§ DOCUMENT SECTION:
--- BEGIN ---

# Razr Maxx with unlocked Bootloader?



## ChaosX

Could this be true? If so, I'm dumping my Moto X.

http://www.gizbot.com/mobile/motorola-mobile-2/motorola-razr-maxx-to-come-with-unlocked-bootloader


----------



## mtrain

ChaosX said:


> Could this be true? If so, I'm dumping my Moto X.
> 
> http://www.gizbot.co...cked-bootloader


Doubt that's coming to Verizon.


----------



## TwinShadow

Actually, I think this is slightly old news. Considering that that post in particular is a month old, the Developer Edition only has seen an international release, but whether or not comes to Verizon is another matter. The post does state that Verizon will have it at $300 from signing a two year contract, but if it holds remains to be seen. Honestly, this still isn't enough of a reason to get a RAZR as I don't like the idea of an irremovable battery.


----------



## ChaosX

TwinShadow said:


> Honestly, this still isn't enough of a reason to get a RAZR as I don't like the idea of an irremovable battery.


But I'm told that there is a way to force a restart, as tho you had removed the battery. And I read one review that suggested that you almost couldn't kill this phone in less than about 17 hours. That would be soooo nice.

--- END ---

§ RECORDED DATA:
--- BEGIN ---

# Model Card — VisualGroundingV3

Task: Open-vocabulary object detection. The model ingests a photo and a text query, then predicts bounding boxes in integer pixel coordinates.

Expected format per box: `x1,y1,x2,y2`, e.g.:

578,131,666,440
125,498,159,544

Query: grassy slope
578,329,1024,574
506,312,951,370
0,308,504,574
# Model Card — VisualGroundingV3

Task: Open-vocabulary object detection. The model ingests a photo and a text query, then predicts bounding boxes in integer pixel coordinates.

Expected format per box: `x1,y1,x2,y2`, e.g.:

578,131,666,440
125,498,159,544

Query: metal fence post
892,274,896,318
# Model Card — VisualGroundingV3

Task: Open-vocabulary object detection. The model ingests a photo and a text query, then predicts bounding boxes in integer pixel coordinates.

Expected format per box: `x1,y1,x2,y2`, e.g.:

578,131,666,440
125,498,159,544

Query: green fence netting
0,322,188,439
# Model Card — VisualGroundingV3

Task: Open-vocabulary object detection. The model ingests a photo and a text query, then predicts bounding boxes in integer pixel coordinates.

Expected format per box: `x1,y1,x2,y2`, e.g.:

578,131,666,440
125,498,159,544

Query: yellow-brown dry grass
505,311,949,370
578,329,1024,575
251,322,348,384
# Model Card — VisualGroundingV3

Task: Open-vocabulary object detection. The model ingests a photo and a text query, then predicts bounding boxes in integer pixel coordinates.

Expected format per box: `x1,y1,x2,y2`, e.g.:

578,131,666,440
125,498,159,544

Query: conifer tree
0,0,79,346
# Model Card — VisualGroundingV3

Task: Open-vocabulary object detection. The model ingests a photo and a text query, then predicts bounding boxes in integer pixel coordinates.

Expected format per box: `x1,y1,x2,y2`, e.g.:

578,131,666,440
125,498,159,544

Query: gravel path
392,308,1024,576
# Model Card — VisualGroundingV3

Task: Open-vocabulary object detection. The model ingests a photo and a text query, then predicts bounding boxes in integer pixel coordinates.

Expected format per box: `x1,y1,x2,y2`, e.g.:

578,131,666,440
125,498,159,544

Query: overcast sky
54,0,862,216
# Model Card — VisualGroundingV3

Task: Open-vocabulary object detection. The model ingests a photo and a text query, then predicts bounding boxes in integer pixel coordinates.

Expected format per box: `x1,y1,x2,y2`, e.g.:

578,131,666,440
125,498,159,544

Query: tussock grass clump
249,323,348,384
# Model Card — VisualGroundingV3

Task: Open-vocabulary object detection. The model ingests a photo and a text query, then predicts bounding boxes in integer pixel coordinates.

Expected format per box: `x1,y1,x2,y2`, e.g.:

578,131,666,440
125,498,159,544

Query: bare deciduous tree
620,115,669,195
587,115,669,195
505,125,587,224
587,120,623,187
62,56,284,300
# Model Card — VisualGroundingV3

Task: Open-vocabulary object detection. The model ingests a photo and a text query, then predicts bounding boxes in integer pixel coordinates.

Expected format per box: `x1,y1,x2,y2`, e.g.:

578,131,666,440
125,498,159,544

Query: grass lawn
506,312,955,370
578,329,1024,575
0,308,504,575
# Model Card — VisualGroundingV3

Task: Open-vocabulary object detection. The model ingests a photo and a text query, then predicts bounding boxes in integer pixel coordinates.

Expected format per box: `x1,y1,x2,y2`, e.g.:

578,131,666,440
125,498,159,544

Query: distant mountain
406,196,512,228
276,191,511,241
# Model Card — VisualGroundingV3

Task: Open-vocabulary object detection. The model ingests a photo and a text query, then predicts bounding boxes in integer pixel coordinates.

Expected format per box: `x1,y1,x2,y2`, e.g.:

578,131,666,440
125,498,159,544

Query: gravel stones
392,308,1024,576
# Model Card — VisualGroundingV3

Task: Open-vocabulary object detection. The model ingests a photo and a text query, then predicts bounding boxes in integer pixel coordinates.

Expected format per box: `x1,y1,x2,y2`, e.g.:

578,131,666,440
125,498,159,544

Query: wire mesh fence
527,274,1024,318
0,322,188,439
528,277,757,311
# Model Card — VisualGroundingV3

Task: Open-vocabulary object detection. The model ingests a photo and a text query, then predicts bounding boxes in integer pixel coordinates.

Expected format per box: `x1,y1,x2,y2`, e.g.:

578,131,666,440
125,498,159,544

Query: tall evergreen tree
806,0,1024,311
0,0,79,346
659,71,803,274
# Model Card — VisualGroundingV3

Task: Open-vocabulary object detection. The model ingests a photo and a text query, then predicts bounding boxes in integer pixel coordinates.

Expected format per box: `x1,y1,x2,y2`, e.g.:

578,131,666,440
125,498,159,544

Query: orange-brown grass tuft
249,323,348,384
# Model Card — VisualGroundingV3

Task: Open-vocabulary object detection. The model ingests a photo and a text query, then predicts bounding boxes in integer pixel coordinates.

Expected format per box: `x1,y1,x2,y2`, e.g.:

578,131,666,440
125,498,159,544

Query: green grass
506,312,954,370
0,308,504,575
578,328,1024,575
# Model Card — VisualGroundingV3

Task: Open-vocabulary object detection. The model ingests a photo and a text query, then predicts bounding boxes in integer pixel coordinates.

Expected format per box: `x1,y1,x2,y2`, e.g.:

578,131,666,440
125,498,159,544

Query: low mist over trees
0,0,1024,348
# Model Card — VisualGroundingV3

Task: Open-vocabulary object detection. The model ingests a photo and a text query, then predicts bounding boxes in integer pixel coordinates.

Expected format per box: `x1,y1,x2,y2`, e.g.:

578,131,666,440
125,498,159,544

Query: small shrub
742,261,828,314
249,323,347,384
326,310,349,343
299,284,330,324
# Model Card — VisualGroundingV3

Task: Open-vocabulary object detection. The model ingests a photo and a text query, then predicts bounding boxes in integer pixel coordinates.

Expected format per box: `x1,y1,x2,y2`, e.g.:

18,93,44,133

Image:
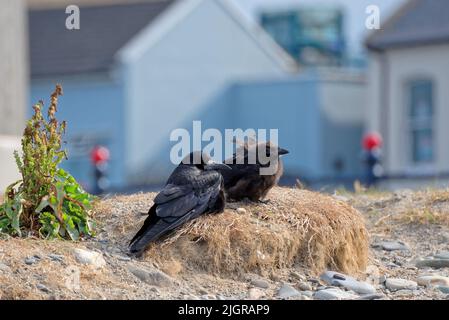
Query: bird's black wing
130,172,221,252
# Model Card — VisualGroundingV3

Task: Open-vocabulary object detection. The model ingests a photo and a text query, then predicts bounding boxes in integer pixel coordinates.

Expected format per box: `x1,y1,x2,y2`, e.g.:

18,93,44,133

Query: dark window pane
411,81,433,119
412,129,433,162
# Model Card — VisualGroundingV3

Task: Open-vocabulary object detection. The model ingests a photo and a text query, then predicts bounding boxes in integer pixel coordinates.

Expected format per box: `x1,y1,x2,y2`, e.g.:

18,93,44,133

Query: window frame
404,76,438,174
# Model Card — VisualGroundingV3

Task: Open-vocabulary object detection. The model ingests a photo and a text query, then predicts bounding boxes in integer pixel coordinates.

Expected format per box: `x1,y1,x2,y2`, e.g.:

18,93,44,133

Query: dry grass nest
95,187,368,274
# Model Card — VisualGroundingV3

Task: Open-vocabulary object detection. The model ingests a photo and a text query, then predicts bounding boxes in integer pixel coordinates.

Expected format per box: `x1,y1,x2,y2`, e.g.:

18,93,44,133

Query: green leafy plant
0,85,95,241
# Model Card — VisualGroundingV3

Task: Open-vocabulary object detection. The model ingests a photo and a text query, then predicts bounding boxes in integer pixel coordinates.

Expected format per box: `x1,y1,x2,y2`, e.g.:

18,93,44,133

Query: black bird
221,142,289,202
129,151,230,255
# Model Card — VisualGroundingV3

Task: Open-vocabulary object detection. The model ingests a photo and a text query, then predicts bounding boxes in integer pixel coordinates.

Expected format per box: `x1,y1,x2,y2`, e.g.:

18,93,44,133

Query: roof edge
215,0,299,72
364,0,421,51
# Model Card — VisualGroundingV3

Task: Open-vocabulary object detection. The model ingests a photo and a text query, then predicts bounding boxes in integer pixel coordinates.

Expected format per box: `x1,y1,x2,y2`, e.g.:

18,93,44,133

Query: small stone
416,257,449,269
320,271,376,294
116,256,131,262
25,255,41,266
434,251,449,259
0,262,11,272
394,289,415,297
385,278,418,291
313,288,358,300
373,241,410,251
290,271,306,281
301,291,314,298
270,273,282,282
298,282,312,291
277,283,301,299
416,275,449,286
235,208,246,214
437,286,449,294
357,293,385,300
73,248,106,268
251,279,270,289
248,288,265,300
36,283,51,293
198,288,209,295
48,254,64,262
128,266,173,287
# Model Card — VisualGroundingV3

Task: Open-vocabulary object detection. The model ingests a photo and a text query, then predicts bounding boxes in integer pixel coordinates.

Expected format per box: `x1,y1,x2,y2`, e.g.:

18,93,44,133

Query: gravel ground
0,190,449,300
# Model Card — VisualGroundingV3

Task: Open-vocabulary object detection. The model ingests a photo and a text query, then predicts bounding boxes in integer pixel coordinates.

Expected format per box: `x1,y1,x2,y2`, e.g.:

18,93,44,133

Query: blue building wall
28,74,363,190
27,75,126,189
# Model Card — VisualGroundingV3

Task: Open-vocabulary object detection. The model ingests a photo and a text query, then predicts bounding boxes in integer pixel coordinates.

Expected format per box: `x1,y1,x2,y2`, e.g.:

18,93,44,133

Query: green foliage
0,85,95,241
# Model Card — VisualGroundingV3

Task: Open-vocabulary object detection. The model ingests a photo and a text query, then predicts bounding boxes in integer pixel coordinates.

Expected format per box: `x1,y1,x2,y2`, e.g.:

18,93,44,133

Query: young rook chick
220,142,288,201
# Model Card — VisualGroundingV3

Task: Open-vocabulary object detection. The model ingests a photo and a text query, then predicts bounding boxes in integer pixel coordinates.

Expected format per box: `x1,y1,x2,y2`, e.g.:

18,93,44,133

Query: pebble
357,293,385,300
438,286,449,294
116,256,131,261
301,291,314,298
290,271,306,281
36,283,51,293
0,262,11,272
48,254,64,262
236,208,246,214
298,282,313,291
25,255,41,266
385,278,418,291
313,288,358,300
416,257,449,269
73,248,106,268
373,241,410,251
128,266,173,287
416,275,449,287
277,283,301,299
394,289,418,297
247,288,265,300
320,271,376,294
251,279,270,289
435,251,449,259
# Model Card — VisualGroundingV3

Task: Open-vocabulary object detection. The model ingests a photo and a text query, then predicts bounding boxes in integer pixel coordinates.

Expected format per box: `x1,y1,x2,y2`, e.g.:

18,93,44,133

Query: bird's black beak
204,161,232,171
278,148,290,156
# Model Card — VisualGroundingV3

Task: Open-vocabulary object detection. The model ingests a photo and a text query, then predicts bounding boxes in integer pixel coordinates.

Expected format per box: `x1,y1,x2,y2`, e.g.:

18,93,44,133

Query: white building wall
368,44,449,174
0,0,28,193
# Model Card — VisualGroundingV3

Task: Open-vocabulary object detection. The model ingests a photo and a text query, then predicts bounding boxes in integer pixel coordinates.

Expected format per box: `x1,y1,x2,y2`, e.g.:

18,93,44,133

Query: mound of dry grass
96,188,368,274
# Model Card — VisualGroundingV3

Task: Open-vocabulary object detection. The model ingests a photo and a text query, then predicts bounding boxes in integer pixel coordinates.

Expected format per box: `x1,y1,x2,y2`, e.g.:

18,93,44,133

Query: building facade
0,0,28,192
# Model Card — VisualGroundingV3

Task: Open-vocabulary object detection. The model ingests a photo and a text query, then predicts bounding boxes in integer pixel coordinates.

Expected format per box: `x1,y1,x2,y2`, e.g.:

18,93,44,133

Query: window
408,80,435,164
260,8,346,65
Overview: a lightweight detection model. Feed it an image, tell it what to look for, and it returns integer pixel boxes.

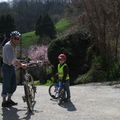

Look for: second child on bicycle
[57,54,71,101]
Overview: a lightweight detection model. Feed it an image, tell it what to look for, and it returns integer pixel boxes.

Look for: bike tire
[24,85,33,112]
[48,83,58,99]
[24,74,36,112]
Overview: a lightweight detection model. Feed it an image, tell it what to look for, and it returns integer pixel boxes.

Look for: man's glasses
[14,37,20,40]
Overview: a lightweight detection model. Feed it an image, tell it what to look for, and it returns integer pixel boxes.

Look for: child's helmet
[58,54,67,60]
[10,31,21,38]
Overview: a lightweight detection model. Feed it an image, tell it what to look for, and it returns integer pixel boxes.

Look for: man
[1,31,27,107]
[57,54,71,101]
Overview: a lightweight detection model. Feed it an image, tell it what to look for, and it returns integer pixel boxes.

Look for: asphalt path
[0,84,120,120]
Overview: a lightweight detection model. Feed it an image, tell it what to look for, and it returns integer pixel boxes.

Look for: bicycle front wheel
[48,83,58,99]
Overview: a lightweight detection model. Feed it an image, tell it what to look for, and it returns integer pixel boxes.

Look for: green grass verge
[22,31,39,48]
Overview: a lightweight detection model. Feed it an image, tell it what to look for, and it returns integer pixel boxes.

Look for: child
[57,54,71,101]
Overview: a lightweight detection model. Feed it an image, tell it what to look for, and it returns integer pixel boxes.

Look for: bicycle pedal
[22,96,26,102]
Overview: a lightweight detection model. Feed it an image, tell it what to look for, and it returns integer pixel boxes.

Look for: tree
[0,14,15,42]
[35,14,56,39]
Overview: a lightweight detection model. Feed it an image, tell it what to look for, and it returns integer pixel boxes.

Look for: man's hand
[21,63,27,69]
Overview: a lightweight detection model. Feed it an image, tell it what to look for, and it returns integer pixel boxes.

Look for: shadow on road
[61,101,77,111]
[2,107,25,120]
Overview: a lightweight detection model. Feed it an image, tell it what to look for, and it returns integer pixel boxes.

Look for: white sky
[0,0,11,2]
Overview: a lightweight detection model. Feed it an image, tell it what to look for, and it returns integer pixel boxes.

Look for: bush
[74,56,106,84]
[48,31,93,83]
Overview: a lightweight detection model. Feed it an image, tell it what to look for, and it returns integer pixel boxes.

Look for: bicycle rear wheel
[24,74,36,112]
[48,83,58,99]
[24,85,33,112]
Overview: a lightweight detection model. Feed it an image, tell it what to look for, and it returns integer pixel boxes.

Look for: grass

--- END ---

§ STATED TASK A:
In the Razr Maxx thread, rewrite the paragraph beginning "Actually, I think this is slightly old news" as a short bulleted list that keeps its main facts.
§ STATED TASK B:
Continue the Razr Maxx thread with the next reply.
The records have no connection to the Razr Maxx thread.

§ EXERCISE OUTPUT A:
- The linked post is about a month old, so this is somewhat old news.
- The Developer Edition has been released only internationally so far.
- Whether it comes to Verizon is uncertain.
- The post says Verizon will offer it for $300 with a two-year contract, but that remains to be seen.
- The writer still wouldn't get a RAZR because its battery can't be removed.

§ EXERCISE OUTPUT B:
----------



## TwinShadow

ChaosX said:


> But I'm told that there is a way to force a restart, as tho you had removed the battery. And I read one review that suggested that you almost couldn't kill this phone in less than about 17 hours. That would be soooo nice.


True, there is a hardware reset built into the phone itself. My beef is that, in the rare event the battery does go bad, a user can't just simply replace the battery with a new one bought in a store like you can with the Bionic, Droid X, or most of your other Android devices. You would have to take it to Verizon in order to get a new battery. Its a rare event, but I don't want to be one of those where that does happen, which is why I don't like the idea of an irremovable battery by conventional means. Anyway, I'm sidetracking from the original topic..

Late Edit: Don't get me wrong, the RAZR is a good phone, just not for me really.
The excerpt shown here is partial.